BACAAN:
▬▬▬

Menghapus Kenangan Pahit Timnas di Piala AFF

Piala AFF 2024 jadi kesempatan menutup kelamnya rekam jejak timnas di kompetisi itu.

Republika/Edwin Dwi Putranto
Ekspresi kekecewaan timnas Indonesia seusai gagal meraih trofi AFF Suzuki Cup 2010 di stadion utama Gelora Bung Karno, Jakarta.
Red: Fitriyan Zamzami

Oleh Fitriyan Zamzami


REPUBLIKA.CO.ID, JAKARTA -- Piala Federasi Sepakbola Asia Tenggara (AFF) yang kini dinamai ASEAN Championship boleh jadi bukan salah satu kejuaraan paling bergengsi di dunia persepakbolaan. Kompetisi itu bahkan tak masuk jadwal resmi FIFA dan baru-baru ini saja jadi "pertandingan" yang diakui. Bagaimanapun, selain medali emas SEA Games, ia tetap semacam lambang supremasi sepak bola yang paling nyata di Asia Tenggara.

Kompetisi dua tahunan itu mulai bergulir pada 1996. Apesnya, saat itu persepakbolaan Indonesia mulai hilang tajinya di kancah Asia. Walhasil Indonesia hanya berhasil maju sampai semi final. Itupun kalah dari Vietnam.

Dua tahun kemudian, Indonesia bermain dengan tim yang terbilang mumpuni. Namun, kompetisi itu juga diwarnai insiden yang lama mencoreng persepakbolaan Tanah Air. Guna menghindari bertemu tuan rumah Vietnam, Indonesia dan Thailand terlibat sepak bola gajah. Alih-alih berupaya menang, kedua tim ogah-ogahan bermain. Indonesia paling terdampak karena pertandingan itu dimenangkan Thailand dengan gol bunuh diri dengan sengaja oleh Mursyid Effendi. Yang bersangkutan nantinya dikenai hukuman seumur hidup.

Sepak bola gajah itu seperti jadi bayang-bayang hitam yang terus menggelayuti aksi Garuda di Piala AFF. Hampir tiga dekade berlangsung. Indonesia berulang kali "nyaris juara". Indonesia berhasil enam kali mencapai final, yakni pada 2000, 2002, 2004, 2010, 2016, dan 2020. Tak ada satupun yang jadi trofi.

Pada 2002, piala itu lepas dari genggaman Garuda dengan cara yang menyakitkan. Pada pertandingan final di Gelora Bung Karno, Indonesia melawan Thailand. Thailand hanya bermain dengan 10 orang setelah Chukiat Noosarung menerima kartu merah pada menit ke-57. Sayangnya, sampai habis waktu normal, Indonesia bisa ditahan 2-2. Keunggulan tuan rumah dan jumlah pemain tak bisa dimaksimalkan. Pertandingan kemudian berlanjut pada adu penalti. GBK menangis saat kemudian Bejo Sugiantoro dan Firmansyah gagal mengeksekusi.

Pemain tim nasional Indonesia Boaz Solossa. - (FOTO ANTARA/Ismar Patrizki)

▬▬▬

BARIS DATA:
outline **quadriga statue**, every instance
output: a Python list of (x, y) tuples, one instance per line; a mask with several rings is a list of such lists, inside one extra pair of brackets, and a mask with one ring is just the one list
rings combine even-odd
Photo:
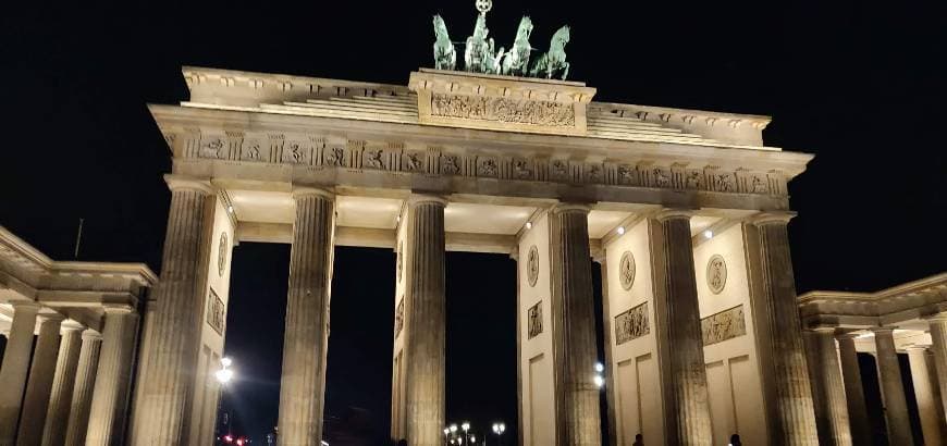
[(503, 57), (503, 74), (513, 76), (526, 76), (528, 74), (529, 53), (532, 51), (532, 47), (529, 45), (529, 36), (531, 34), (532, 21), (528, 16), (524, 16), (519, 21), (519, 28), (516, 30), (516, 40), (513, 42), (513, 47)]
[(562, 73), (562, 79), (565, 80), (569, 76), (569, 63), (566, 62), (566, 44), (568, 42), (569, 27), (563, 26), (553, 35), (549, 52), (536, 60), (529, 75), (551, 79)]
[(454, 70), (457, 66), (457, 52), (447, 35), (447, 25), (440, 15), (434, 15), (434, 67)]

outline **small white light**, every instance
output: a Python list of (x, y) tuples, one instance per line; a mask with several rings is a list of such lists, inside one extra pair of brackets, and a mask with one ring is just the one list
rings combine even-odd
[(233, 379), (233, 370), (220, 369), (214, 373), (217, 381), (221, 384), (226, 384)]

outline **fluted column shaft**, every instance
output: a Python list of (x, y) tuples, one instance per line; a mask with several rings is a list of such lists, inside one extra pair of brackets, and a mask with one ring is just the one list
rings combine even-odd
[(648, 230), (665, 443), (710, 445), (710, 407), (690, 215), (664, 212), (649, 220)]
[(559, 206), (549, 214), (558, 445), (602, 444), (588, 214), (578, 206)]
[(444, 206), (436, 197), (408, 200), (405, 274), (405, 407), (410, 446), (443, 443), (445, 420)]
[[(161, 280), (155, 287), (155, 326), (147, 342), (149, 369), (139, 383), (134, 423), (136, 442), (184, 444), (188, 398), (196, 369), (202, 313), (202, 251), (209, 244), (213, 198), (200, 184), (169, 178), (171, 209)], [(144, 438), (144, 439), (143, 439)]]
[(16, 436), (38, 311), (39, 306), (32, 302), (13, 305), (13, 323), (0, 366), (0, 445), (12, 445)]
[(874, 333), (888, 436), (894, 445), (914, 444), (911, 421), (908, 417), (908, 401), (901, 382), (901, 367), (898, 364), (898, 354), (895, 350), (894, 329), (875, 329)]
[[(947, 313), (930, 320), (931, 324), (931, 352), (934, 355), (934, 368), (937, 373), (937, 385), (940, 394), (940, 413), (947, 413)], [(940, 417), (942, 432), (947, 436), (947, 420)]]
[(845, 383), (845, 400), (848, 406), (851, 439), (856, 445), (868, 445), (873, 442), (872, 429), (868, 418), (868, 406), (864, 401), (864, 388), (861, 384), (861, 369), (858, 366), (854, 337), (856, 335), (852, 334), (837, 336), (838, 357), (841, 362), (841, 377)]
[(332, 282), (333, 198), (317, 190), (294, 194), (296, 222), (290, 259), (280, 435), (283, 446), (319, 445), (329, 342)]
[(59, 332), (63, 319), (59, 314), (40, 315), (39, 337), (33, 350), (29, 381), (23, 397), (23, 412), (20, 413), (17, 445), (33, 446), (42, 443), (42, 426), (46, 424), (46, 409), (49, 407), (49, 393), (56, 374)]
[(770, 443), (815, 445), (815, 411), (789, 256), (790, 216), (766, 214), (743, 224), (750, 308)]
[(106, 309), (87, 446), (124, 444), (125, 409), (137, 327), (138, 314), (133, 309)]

▬▬▬

PETUNJUK SOAL:
Jawablah pertanyaan berikut berdasarkan bacaan di atas.
(a) Pada tahun berapa kompetisi Piala AFF mulai bergulir?
(b) Siapa pemain yang sengaja mencetak gol bunuh diri dalam pertandingan sepak bola gajah melawan Thailand?
(c) Pada menit ke berapa Chukiat Noosarung menerima kartu merah di final 2002?

KUNCI JAWABAN:
(a) Pada tahun 1996.
(b) Mursyid Effendi.
(c) Pada menit ke-57.